# [What you are asked to do]
Turn every line of the rows below into a Markdown table with the columns "Number" and "Line," numbering the lines in order and leaving out any blank ones.

# [Excerpts from point annotation data]
______________________________

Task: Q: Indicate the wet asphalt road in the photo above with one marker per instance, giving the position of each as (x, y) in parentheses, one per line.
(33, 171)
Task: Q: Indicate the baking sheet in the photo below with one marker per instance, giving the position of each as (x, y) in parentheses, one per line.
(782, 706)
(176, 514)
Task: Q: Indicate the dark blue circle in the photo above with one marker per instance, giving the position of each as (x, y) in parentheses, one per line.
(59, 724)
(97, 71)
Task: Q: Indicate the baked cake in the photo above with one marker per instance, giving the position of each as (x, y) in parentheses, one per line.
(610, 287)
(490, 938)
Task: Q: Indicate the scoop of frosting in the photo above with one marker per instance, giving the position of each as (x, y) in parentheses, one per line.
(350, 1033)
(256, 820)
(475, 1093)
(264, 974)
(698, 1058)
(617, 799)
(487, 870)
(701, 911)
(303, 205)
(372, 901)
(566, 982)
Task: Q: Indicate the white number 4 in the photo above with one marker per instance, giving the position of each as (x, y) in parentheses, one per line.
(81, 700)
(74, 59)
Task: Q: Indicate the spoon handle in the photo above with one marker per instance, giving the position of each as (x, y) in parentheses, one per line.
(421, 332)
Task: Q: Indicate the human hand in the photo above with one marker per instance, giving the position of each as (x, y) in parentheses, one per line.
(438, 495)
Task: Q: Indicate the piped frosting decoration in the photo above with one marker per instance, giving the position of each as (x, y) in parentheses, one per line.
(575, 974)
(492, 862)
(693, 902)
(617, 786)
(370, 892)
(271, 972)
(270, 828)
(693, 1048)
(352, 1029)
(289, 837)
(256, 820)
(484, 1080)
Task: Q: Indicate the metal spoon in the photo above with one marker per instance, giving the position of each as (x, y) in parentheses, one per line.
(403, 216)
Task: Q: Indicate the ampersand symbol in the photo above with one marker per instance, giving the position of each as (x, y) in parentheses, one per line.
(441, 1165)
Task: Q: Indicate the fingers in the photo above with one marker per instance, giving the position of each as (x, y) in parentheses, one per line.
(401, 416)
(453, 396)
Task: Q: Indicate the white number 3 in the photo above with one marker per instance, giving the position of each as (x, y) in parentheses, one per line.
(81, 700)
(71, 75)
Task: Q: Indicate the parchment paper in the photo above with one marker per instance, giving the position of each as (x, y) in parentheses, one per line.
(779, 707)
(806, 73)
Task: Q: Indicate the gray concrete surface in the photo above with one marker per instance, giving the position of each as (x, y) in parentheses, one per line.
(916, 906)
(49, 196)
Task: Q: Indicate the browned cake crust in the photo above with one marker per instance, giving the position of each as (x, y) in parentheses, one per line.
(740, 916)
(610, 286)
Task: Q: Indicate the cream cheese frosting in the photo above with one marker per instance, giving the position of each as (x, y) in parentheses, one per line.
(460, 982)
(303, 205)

______________________________

# [Solution to the problem]
| Number | Line |
|---|---|
| 1 | Task: Q: Indicate the wet asphalt road in the photo above with one marker per instance, giving the position of each as (x, y) in parentheses, one per line. |
| 2 | (33, 171) |
| 3 | Task: Q: Indicate the baking sheet in the photo below with one marker per instance, giving the position of each as (x, y) in parentheses, one per line. |
| 4 | (782, 706) |
| 5 | (176, 514) |
| 6 | Task: Q: Indicate the dark blue circle in the photo above with one marker per instance, giving the position of each as (x, y) in parentheses, one per line. |
| 7 | (59, 724) |
| 8 | (97, 71) |
| 9 | Task: Q: Indicate the baked cake in the photo above with one marker per instance, giving the position of each as (x, y) in parentheses, one per line. |
| 10 | (610, 287) |
| 11 | (490, 938) |
| 12 | Task: Q: Indicate the scoop of frosting in the photo above with one marker per instance, giving the position of each as (x, y) in parentheses, one per line. |
| 13 | (350, 1033) |
| 14 | (256, 820) |
| 15 | (475, 1093) |
| 16 | (264, 974) |
| 17 | (698, 1058) |
| 18 | (617, 799) |
| 19 | (487, 870) |
| 20 | (701, 911) |
| 21 | (303, 205) |
| 22 | (372, 901) |
| 23 | (566, 982) |
| 24 | Task: Q: Indicate the white number 4 in the photo above with one marker per instance, giving the position of each as (x, y) in parentheses, one per line. |
| 25 | (81, 700) |
| 26 | (74, 59) |
| 27 | Task: Q: Indicate the spoon handle in the photo above with one marker per instance, giving the position of each as (x, y) in parentheses, one per line. |
| 28 | (421, 332) |
| 29 | Task: Q: Indicate the human hand in the photo above with one marker per instance, giving the position of each as (x, y) in parentheses, one per line. |
| 30 | (438, 495) |
| 31 | Task: Q: Indicate the piped frosting decoration in the photo above with one marker per instance, giving the position of each as (x, y) in parentheses, one per line. |
| 32 | (575, 974) |
| 33 | (492, 862) |
| 34 | (693, 902) |
| 35 | (617, 786) |
| 36 | (370, 892) |
| 37 | (271, 972) |
| 38 | (270, 828) |
| 39 | (693, 1048) |
| 40 | (352, 1029) |
| 41 | (289, 837) |
| 42 | (256, 820) |
| 43 | (484, 1080) |
| 44 | Task: Q: Indicate the metal spoon in the photo above with one marker per instance, giving the position of each as (x, y) in parentheses, one per line. |
| 45 | (403, 216) |
| 46 | Task: Q: Indicate the ampersand symbol in the photo above with one marker per instance, giving the position of each as (x, y) in parentheses, one per line. |
| 47 | (441, 1165) |
| 48 | Task: Q: Indicate the fingers in the photo above with one marker per instance, giving the position of each as (x, y) in parentheses, one per line. |
| 49 | (401, 416) |
| 50 | (453, 396) |
| 51 | Task: Q: Indicate the white number 3 in the photo above with one marker per instance, giving the position of each as (x, y) in parentheses, one per line. |
| 52 | (81, 700) |
| 53 | (71, 75) |
| 54 | Task: Q: Indicate the parchment paper in the photo above with one marker per instance, giving the position of each as (x, y) in parentheses, one per line. |
| 55 | (779, 707) |
| 56 | (806, 73) |
| 57 | Task: Q: Indicate the gray concrete surface in the photo above with one marker per instance, giving the position of each as (x, y) in parentheses, one per line. |
| 58 | (916, 906) |
| 59 | (49, 196) |
| 60 | Task: Q: Indicate the browned cake crust in the photo above with one marker per instance, giving the position of each as (x, y) in parentheses, one per line. |
| 61 | (740, 916) |
| 62 | (610, 286) |
| 63 | Task: Q: Indicate the cream cheese frosting in the photo above with one marker per instance, giving the position of each as (x, y) in parentheses, one per line. |
| 64 | (460, 982) |
| 65 | (303, 205) |